Text section:
Snatched Away: How the Trump Administration’s Attacks on Food Stamps Impact Women

In April, President Donald Trump signed an executive order mandating all agencies that implement anti-poverty programs to require that recipients be employed or looking for work.

The theory is that work requirements incentivize those who would otherwise not make an effort to join the labor force. The problem? Most adults receiving assistance are already workers, but they’re stuck in unstable, low-wage jobs.

One of the biggest programs targeted by the administration is the Supplemental Nutrition Assistance Program (SNAP), commonly known as food stamps. Secretary of Agriculture Sonny Perdue has pushed the narrative that people who receive SNAP are taking advantage of the program, becoming dependent on assistance long term, even though two-thirds of SNAP recipients are children, seniors and people with disabilities. And according to recent data from the Center on Budget and Policy Priorities (CBPP), almost three-quarters of adult recipients have worked for a wage either in the year before or the year after receiving assistance—and most are only on the program for short periods. The study suggests that instead of choosing to live off an average $376 per month (for a family of three) in SNAP benefits that can only buy food, recipients use the program to help them afford groceries when they’re working for a low wage or are between jobs.

“Women are disproportionately poor and disproportionately caregivers,” explains Elizabeth Wolkomir, policy analyst at CBPP, adding that nearly two-thirds of adults on SNAP are women. This is no surprise since the job sectors disproportionately made up of SNAP recipients are also those traditionally dominated by women, like education, health care, retail and food service. These include corporations like Walmart and McDonald’s that essentially are using SNAP to subsidize their low pay.

Additionally, these jobs, characterized by volatile and inconsistent scheduling and limited leave options, are often unstable. Their part-time nature and ever-changing schedules make it difficult to meet the government’s new threshold of work required to qualify for continued assistance. Plus, “one clerical slipup, either on your end or the part of the state… could mean that you lose food assistance,” Wolkomir says. And those SNAP recipients who don’t meet the requirement are typically looking for work, too ill to work, or do, in fact, work—but as unpaid caregivers.

While current SNAP work requirements mostly affect adults without children, House Republicans recently proposed targeting households with children older than 6—as if caregiving stops at kindergarten.

Besides recommending stricter SNAP work requirements, the administration has already allowed Medicaid work requirements to go through in a handful of states, even though past administrations have rejected such changes, explaining that pushing people off Medicaid is inconsistent with the program’s mission to provide health care to low-income people. The administration is even proposing widespread work requirements for housing assistance programs.

Regarding SNAP, a work requirement for a woman in poverty, Wolkomir says, “is not giving her higher wages. It’s not creating an opportunity for a better job, but it’s simply making her and her [family] … at greater risk for hunger.”

EDITOR’S NOTE: After this article went to print, the House passed its version of the farm bill. The legislation has yet to pass in the Senate, where another version without work requirements has been introduced.

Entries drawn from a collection
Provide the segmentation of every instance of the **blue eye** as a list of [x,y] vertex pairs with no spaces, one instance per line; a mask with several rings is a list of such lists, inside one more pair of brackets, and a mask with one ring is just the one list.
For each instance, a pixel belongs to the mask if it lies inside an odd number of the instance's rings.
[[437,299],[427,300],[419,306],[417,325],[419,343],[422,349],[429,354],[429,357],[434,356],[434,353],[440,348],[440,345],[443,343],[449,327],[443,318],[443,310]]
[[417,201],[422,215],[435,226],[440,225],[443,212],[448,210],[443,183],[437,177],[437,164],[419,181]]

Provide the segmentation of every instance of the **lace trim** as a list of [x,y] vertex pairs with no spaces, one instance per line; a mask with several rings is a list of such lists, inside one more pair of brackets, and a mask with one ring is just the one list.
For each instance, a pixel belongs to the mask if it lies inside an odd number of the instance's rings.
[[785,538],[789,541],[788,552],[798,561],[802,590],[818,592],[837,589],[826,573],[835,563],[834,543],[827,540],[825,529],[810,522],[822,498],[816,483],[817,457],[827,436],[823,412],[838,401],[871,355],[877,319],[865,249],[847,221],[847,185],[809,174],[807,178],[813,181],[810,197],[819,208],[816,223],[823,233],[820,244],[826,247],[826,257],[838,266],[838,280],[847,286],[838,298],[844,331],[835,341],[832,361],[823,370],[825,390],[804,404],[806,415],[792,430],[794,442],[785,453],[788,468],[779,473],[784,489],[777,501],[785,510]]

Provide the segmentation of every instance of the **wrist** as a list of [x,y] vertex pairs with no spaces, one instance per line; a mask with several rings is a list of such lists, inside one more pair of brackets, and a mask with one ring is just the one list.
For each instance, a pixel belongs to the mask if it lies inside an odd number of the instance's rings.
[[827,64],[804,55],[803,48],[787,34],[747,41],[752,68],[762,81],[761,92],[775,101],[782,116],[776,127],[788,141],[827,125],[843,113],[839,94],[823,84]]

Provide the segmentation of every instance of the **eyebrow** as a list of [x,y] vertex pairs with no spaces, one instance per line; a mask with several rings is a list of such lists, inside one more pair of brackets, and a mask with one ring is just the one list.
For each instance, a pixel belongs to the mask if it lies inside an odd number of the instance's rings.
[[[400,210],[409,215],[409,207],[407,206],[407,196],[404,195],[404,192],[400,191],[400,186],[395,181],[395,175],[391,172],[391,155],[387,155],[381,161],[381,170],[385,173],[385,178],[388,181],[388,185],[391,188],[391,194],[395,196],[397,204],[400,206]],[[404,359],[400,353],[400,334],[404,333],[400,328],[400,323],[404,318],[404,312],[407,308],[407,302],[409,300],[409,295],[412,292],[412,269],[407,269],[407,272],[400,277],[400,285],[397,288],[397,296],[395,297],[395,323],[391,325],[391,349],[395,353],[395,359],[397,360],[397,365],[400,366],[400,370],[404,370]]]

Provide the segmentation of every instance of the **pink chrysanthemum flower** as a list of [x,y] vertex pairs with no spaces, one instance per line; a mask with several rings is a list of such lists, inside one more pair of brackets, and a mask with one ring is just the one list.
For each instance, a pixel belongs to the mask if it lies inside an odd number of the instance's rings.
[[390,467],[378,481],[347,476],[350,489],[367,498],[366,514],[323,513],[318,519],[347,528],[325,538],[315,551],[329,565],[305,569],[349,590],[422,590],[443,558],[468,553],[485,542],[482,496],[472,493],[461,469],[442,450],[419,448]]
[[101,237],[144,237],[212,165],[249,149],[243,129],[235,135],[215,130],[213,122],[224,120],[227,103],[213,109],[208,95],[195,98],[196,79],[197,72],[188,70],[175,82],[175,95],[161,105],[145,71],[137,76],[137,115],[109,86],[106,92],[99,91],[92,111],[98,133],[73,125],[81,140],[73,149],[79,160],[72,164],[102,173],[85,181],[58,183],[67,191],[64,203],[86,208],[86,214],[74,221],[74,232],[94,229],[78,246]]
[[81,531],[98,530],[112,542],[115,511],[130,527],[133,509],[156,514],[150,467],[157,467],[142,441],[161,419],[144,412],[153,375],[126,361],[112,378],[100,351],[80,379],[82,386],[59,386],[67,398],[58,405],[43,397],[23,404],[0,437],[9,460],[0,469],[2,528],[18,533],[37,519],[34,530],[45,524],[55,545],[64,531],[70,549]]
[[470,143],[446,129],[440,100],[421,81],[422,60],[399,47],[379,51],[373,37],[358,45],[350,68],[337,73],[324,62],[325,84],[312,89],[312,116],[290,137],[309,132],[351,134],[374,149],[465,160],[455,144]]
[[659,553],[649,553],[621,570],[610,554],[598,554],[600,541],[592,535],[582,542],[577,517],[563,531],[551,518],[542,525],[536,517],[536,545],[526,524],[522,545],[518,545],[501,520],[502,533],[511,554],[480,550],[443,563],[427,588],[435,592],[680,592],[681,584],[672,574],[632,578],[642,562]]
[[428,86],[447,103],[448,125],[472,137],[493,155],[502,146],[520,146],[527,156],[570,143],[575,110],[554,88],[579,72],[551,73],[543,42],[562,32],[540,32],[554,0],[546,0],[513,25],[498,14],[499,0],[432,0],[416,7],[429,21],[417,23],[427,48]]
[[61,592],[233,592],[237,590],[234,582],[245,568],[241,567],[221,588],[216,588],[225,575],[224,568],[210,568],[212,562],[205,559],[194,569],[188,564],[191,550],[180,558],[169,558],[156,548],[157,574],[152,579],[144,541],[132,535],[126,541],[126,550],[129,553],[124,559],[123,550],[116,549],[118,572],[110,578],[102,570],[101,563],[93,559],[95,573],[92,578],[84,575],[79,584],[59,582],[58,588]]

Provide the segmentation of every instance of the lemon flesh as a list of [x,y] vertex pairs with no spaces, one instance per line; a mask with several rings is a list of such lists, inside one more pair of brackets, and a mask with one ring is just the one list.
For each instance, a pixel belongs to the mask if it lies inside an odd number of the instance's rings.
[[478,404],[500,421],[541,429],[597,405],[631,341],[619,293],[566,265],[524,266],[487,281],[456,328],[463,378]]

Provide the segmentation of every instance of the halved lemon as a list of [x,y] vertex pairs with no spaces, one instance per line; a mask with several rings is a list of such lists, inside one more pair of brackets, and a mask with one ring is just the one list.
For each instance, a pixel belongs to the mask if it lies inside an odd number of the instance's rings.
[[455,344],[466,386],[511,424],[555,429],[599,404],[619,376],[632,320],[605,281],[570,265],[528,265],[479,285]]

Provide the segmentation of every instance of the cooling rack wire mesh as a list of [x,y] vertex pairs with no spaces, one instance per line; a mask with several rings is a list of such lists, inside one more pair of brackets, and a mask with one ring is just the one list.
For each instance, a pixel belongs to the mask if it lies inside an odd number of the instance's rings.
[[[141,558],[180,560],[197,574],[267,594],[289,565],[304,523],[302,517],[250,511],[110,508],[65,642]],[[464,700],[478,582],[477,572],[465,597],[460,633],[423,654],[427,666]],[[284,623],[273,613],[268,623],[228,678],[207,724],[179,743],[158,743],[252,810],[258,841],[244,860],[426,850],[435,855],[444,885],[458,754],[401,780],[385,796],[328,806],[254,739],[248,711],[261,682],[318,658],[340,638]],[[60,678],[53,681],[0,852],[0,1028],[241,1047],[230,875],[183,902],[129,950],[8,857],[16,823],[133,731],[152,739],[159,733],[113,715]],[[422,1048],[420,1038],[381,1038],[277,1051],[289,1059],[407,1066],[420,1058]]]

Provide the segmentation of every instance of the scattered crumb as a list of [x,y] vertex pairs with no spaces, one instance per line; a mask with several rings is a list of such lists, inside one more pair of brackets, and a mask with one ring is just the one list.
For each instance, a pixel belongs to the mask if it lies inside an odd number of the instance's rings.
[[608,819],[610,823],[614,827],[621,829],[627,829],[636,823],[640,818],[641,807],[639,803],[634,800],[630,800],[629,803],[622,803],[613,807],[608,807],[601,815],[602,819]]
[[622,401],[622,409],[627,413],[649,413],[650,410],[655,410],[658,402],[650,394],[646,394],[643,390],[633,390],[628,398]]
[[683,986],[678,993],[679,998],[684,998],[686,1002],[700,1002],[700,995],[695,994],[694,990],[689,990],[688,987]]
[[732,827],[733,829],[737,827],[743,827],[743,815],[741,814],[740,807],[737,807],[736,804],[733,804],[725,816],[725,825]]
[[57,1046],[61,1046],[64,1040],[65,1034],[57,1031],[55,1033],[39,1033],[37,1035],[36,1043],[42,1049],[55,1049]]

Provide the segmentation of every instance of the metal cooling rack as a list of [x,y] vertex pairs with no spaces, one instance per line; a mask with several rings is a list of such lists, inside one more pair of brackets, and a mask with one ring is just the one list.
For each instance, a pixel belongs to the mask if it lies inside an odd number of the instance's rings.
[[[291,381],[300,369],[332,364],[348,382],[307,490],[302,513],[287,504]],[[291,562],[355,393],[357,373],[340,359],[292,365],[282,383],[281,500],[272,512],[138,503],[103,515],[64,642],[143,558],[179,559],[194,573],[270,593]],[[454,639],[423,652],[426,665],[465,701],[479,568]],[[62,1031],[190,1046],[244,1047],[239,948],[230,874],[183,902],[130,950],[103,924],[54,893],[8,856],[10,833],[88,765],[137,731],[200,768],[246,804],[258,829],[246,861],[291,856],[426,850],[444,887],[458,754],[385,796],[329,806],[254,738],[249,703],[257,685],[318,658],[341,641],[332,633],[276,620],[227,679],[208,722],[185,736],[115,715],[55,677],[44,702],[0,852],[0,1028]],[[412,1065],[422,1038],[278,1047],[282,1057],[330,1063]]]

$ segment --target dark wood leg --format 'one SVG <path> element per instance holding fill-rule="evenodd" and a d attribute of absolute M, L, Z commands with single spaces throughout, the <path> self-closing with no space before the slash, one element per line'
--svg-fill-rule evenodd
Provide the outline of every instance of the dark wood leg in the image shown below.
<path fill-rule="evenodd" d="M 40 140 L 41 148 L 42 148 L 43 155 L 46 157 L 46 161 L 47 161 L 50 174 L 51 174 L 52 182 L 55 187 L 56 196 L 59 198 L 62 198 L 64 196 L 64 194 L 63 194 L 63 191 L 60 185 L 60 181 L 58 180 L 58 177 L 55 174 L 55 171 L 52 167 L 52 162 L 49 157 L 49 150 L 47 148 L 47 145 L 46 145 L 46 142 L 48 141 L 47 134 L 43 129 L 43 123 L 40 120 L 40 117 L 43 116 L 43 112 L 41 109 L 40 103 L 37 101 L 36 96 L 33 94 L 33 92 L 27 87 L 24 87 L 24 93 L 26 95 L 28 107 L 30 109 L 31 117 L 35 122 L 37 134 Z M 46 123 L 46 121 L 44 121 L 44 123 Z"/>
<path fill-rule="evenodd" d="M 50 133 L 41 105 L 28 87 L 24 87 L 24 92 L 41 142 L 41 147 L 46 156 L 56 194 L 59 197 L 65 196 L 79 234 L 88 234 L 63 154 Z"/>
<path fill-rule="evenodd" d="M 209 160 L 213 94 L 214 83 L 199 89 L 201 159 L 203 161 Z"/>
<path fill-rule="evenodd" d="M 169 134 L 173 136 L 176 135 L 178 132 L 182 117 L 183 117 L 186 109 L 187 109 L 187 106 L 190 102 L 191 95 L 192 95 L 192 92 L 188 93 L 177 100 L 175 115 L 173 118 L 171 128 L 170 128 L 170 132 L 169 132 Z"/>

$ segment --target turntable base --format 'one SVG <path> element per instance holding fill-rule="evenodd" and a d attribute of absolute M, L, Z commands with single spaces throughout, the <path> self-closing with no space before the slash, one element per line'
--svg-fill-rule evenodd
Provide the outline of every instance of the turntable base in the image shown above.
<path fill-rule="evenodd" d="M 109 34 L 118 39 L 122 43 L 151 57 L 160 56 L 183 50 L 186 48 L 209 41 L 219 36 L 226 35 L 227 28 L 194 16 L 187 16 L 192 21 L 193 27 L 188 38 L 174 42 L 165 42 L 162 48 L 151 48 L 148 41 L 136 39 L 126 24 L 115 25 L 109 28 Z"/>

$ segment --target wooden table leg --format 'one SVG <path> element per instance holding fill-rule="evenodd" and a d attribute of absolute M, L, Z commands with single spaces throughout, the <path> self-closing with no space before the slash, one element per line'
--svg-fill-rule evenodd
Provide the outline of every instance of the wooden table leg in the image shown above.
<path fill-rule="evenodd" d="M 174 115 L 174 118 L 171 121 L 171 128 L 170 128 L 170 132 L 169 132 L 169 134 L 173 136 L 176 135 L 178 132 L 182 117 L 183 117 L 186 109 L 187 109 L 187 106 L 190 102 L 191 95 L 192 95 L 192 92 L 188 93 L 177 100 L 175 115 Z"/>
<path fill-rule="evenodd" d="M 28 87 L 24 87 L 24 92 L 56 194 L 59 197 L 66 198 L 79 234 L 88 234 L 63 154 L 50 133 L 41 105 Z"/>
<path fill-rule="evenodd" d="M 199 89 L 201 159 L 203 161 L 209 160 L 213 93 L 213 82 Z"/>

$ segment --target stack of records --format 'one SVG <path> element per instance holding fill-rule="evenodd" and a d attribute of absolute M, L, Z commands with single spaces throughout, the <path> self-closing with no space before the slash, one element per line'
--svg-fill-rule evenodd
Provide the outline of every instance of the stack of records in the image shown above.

Work request:
Reproduce the article on food stamps from "EDITOR’S NOTE: After" to "has been introduced.", swapping "Senate" for "upper chamber". The listing is separate material with no connection to the article on food stamps.

Solution below:
EDITOR’S NOTE: After this article went to print, the House passed its version of the farm bill. The legislation has yet to pass in the upper chamber, where another version without work requirements has been introduced.